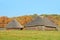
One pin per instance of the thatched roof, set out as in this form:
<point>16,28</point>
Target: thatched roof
<point>36,21</point>
<point>14,24</point>
<point>39,21</point>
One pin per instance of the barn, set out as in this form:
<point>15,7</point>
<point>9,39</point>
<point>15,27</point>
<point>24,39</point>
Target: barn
<point>40,23</point>
<point>14,24</point>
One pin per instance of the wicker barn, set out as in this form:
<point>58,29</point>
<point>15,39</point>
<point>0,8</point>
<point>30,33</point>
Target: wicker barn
<point>40,23</point>
<point>14,24</point>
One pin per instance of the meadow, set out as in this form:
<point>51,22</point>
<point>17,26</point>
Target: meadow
<point>29,35</point>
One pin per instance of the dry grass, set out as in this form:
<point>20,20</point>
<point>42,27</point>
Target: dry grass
<point>29,35</point>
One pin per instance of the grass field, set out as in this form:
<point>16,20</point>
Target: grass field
<point>29,35</point>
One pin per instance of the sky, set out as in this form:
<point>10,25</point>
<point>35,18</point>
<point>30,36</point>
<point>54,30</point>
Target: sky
<point>12,8</point>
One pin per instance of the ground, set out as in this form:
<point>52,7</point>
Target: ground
<point>29,35</point>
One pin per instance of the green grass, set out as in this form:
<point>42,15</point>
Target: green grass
<point>29,35</point>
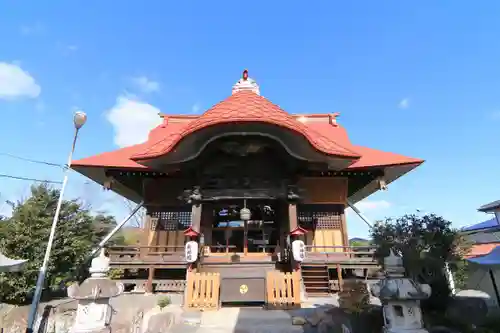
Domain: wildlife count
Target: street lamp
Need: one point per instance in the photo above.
(79, 120)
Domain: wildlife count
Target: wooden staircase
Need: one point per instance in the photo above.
(316, 280)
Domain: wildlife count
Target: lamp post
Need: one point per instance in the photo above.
(79, 120)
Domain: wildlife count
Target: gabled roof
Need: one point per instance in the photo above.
(323, 139)
(489, 208)
(334, 136)
(489, 224)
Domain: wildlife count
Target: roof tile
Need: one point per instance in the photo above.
(246, 106)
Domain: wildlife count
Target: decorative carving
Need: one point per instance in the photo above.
(195, 196)
(191, 196)
(293, 193)
(154, 223)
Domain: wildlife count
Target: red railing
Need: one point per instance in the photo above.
(353, 254)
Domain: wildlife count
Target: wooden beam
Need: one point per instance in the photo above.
(151, 274)
(196, 217)
(292, 216)
(345, 236)
(339, 277)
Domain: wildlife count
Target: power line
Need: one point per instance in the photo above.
(30, 179)
(32, 160)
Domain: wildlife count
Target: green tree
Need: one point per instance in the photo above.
(25, 235)
(426, 243)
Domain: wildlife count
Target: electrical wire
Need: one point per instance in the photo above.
(32, 160)
(30, 179)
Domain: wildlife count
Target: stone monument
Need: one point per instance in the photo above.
(93, 295)
(400, 297)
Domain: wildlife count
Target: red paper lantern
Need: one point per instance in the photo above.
(298, 231)
(191, 233)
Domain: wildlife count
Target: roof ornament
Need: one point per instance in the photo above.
(246, 83)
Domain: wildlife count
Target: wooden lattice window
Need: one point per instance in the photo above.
(312, 217)
(173, 219)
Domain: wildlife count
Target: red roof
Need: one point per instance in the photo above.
(245, 106)
(481, 249)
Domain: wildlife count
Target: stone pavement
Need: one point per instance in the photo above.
(238, 320)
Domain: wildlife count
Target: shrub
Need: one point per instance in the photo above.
(354, 297)
(163, 302)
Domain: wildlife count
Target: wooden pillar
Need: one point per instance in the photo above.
(196, 217)
(245, 238)
(144, 250)
(292, 216)
(339, 276)
(151, 275)
(345, 237)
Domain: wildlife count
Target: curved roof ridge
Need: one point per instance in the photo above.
(246, 106)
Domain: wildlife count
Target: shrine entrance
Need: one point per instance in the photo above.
(259, 235)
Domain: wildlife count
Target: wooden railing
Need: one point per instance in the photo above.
(158, 284)
(354, 254)
(203, 291)
(129, 254)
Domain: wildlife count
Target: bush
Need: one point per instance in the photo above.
(116, 273)
(163, 302)
(354, 297)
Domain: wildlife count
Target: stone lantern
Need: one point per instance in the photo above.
(11, 265)
(93, 296)
(400, 297)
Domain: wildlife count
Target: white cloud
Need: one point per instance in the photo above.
(373, 205)
(404, 103)
(145, 85)
(132, 120)
(195, 108)
(16, 83)
(35, 29)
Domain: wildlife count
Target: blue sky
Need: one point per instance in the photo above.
(420, 78)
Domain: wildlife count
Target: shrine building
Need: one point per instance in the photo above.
(243, 180)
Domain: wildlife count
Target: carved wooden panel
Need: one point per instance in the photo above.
(313, 217)
(173, 219)
(324, 190)
(165, 191)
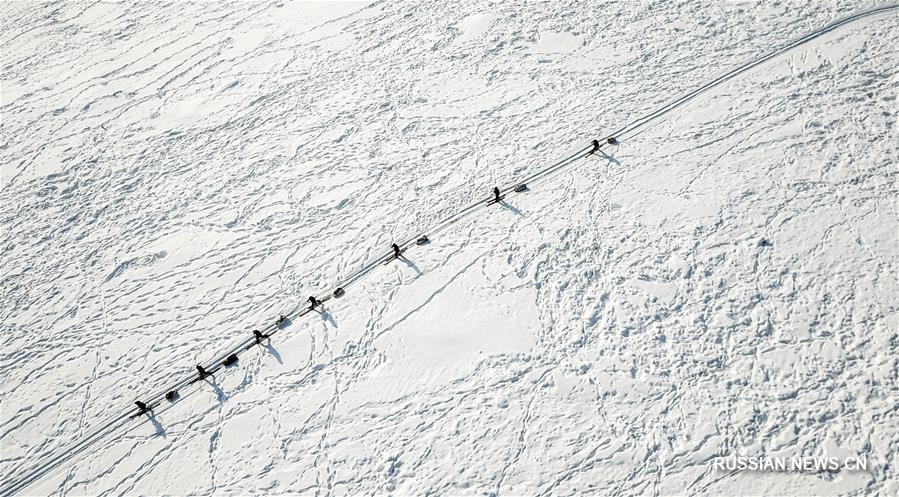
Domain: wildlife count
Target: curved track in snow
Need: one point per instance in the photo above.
(67, 453)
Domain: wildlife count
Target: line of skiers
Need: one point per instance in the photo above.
(258, 336)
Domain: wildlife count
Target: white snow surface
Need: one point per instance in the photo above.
(176, 175)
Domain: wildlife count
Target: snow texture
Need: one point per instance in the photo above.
(725, 282)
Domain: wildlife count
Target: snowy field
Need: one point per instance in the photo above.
(724, 283)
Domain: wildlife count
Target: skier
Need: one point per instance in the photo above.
(203, 372)
(143, 407)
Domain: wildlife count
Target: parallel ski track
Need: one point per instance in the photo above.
(156, 400)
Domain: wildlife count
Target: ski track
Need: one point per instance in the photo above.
(725, 283)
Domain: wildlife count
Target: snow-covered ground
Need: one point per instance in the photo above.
(725, 284)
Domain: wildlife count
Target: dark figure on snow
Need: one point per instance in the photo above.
(203, 372)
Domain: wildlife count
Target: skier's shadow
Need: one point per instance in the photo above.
(156, 424)
(410, 264)
(273, 351)
(512, 208)
(222, 396)
(327, 316)
(611, 159)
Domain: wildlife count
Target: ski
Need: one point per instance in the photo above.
(394, 257)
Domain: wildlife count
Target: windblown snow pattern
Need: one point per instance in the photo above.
(725, 282)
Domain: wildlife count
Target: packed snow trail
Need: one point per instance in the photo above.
(624, 132)
(629, 130)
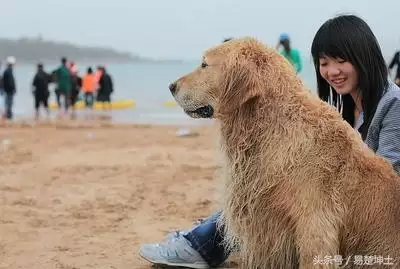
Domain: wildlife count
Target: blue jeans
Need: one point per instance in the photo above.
(8, 102)
(207, 240)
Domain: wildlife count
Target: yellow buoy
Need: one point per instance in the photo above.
(119, 104)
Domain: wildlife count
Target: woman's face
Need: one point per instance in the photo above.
(340, 74)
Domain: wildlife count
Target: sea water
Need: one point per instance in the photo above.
(145, 82)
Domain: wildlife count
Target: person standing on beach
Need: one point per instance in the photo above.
(9, 87)
(396, 61)
(63, 77)
(106, 88)
(76, 84)
(291, 54)
(89, 86)
(41, 92)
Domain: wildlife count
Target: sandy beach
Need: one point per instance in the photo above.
(77, 195)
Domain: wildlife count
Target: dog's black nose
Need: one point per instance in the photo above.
(172, 87)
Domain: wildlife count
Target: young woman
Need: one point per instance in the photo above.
(396, 61)
(353, 77)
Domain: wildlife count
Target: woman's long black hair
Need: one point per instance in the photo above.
(350, 38)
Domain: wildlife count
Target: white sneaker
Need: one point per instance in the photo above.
(176, 251)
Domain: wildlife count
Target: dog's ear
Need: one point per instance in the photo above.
(240, 82)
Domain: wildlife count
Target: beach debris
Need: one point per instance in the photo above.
(184, 132)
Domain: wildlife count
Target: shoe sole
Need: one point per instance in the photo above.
(192, 265)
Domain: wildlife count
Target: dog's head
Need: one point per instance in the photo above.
(228, 77)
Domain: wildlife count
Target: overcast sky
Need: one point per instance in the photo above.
(183, 29)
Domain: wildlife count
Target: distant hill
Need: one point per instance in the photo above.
(32, 50)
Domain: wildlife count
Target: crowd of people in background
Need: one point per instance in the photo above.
(70, 88)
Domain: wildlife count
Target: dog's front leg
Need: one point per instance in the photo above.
(317, 238)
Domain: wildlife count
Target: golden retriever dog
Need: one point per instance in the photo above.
(303, 190)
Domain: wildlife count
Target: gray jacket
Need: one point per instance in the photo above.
(383, 135)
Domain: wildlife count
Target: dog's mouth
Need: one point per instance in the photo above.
(201, 112)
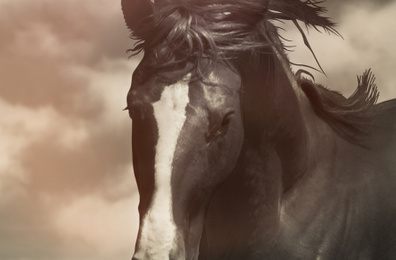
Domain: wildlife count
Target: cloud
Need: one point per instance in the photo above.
(367, 34)
(66, 180)
(65, 142)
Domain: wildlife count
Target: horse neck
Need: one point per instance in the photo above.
(278, 117)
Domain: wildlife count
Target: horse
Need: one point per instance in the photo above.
(238, 157)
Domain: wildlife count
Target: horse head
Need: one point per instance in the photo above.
(185, 103)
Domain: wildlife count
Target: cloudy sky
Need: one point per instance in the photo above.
(67, 189)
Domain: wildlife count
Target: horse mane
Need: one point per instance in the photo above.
(203, 31)
(195, 30)
(351, 117)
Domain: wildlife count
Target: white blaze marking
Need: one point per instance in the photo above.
(158, 228)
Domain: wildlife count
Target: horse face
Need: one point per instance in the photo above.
(186, 138)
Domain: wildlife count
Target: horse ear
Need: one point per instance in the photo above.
(135, 11)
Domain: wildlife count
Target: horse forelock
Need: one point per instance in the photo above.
(191, 30)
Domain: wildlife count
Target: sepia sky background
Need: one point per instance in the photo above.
(67, 189)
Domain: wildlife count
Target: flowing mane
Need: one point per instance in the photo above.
(202, 31)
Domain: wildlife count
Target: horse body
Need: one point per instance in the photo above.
(340, 208)
(238, 158)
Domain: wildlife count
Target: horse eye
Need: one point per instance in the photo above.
(221, 129)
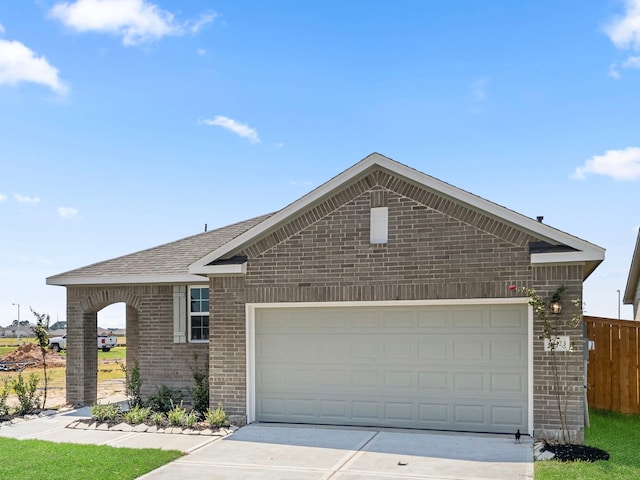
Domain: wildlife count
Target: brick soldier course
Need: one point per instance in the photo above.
(443, 243)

-*-*-

Above are some lines. Repeat exactly, and only, those from the line that has "One pin per instance of the wicker" through the line that has "One pin per instance of the meadow, set".

Final answer:
One pin per instance of the wicker barn, set out as in this form:
<point>58,29</point>
<point>15,39</point>
<point>0,8</point>
<point>30,33</point>
Target: wicker barn
<point>40,23</point>
<point>14,24</point>
One pin per instance of the meadow, set out as in this form:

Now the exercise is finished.